(Entries from a dataset)
----

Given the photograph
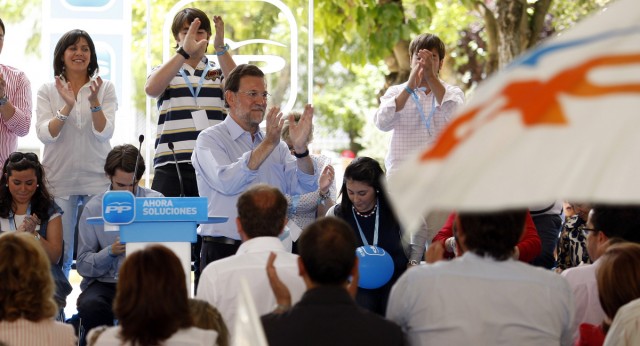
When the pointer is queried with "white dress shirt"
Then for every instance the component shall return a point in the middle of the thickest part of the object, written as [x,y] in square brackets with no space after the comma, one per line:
[625,329]
[410,132]
[220,281]
[220,160]
[582,280]
[473,300]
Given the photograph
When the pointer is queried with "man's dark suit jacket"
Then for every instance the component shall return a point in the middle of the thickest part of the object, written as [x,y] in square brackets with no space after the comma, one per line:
[327,315]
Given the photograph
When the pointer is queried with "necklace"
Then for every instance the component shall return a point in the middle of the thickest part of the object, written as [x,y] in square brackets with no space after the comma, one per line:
[367,214]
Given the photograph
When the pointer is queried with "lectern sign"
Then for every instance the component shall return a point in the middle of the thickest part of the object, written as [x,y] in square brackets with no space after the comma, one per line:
[118,207]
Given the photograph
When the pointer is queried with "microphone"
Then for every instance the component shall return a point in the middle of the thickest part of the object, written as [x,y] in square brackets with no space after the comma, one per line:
[170,145]
[135,170]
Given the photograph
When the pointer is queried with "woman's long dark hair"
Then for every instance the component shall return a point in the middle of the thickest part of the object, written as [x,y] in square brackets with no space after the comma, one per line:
[41,201]
[367,171]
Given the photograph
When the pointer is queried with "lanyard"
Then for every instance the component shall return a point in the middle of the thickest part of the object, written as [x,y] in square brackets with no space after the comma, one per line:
[12,220]
[190,86]
[375,230]
[416,100]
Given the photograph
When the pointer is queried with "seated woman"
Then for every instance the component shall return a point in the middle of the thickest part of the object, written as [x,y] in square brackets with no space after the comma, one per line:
[27,307]
[152,304]
[205,316]
[364,206]
[527,249]
[618,278]
[26,206]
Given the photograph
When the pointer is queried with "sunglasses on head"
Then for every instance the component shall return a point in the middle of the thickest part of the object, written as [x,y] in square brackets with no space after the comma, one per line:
[18,156]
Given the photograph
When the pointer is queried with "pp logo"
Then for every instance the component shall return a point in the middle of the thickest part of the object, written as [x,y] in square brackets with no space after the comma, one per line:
[118,207]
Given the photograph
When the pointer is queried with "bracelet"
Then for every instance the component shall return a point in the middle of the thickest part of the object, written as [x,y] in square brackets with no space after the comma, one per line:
[61,116]
[322,197]
[181,51]
[226,48]
[305,154]
[408,90]
[280,308]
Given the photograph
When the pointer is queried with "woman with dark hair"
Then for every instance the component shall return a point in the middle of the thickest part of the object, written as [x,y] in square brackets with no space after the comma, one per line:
[27,207]
[618,278]
[152,304]
[364,206]
[26,292]
[76,115]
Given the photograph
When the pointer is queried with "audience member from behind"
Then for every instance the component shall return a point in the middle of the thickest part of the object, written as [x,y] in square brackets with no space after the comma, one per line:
[262,215]
[605,222]
[27,307]
[625,330]
[152,303]
[27,206]
[15,105]
[205,316]
[364,206]
[572,246]
[526,250]
[305,208]
[618,278]
[484,297]
[76,119]
[101,253]
[327,313]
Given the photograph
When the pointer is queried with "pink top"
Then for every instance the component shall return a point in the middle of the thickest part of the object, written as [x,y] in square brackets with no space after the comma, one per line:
[19,94]
[22,332]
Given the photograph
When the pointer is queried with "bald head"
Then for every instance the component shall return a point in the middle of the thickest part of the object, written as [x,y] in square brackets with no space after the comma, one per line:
[262,211]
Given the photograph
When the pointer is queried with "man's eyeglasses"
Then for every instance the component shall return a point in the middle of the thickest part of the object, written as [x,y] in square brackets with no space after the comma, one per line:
[18,156]
[254,94]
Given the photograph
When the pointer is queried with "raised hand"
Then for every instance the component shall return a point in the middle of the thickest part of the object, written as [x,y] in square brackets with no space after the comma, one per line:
[29,224]
[326,179]
[65,91]
[95,88]
[430,62]
[275,122]
[299,132]
[218,24]
[190,45]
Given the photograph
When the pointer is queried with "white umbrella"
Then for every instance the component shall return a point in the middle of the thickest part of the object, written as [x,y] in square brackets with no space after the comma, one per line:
[561,122]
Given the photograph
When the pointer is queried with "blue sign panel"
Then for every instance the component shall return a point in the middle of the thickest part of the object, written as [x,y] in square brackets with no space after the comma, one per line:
[118,207]
[171,209]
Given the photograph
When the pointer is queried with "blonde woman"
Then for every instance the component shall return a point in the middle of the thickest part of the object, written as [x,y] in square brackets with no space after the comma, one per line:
[27,307]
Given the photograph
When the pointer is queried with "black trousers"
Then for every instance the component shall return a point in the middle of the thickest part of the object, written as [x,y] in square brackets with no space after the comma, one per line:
[95,307]
[165,181]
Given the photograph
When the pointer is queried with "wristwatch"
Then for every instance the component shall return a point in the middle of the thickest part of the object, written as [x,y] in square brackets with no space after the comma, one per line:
[182,52]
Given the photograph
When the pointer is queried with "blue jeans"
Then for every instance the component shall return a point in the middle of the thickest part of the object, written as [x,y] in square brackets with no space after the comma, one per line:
[70,206]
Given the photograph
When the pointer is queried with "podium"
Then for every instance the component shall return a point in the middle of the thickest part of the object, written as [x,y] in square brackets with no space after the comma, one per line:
[169,221]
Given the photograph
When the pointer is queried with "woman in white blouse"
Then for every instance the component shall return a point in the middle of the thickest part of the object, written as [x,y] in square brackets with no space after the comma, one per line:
[304,209]
[76,115]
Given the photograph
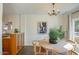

----

• Task goal
Return every line of the entries above that contains the word "head".

• The solution
When the pointer is queried with "sunglasses on head"
When the pointer is queried with "bald head"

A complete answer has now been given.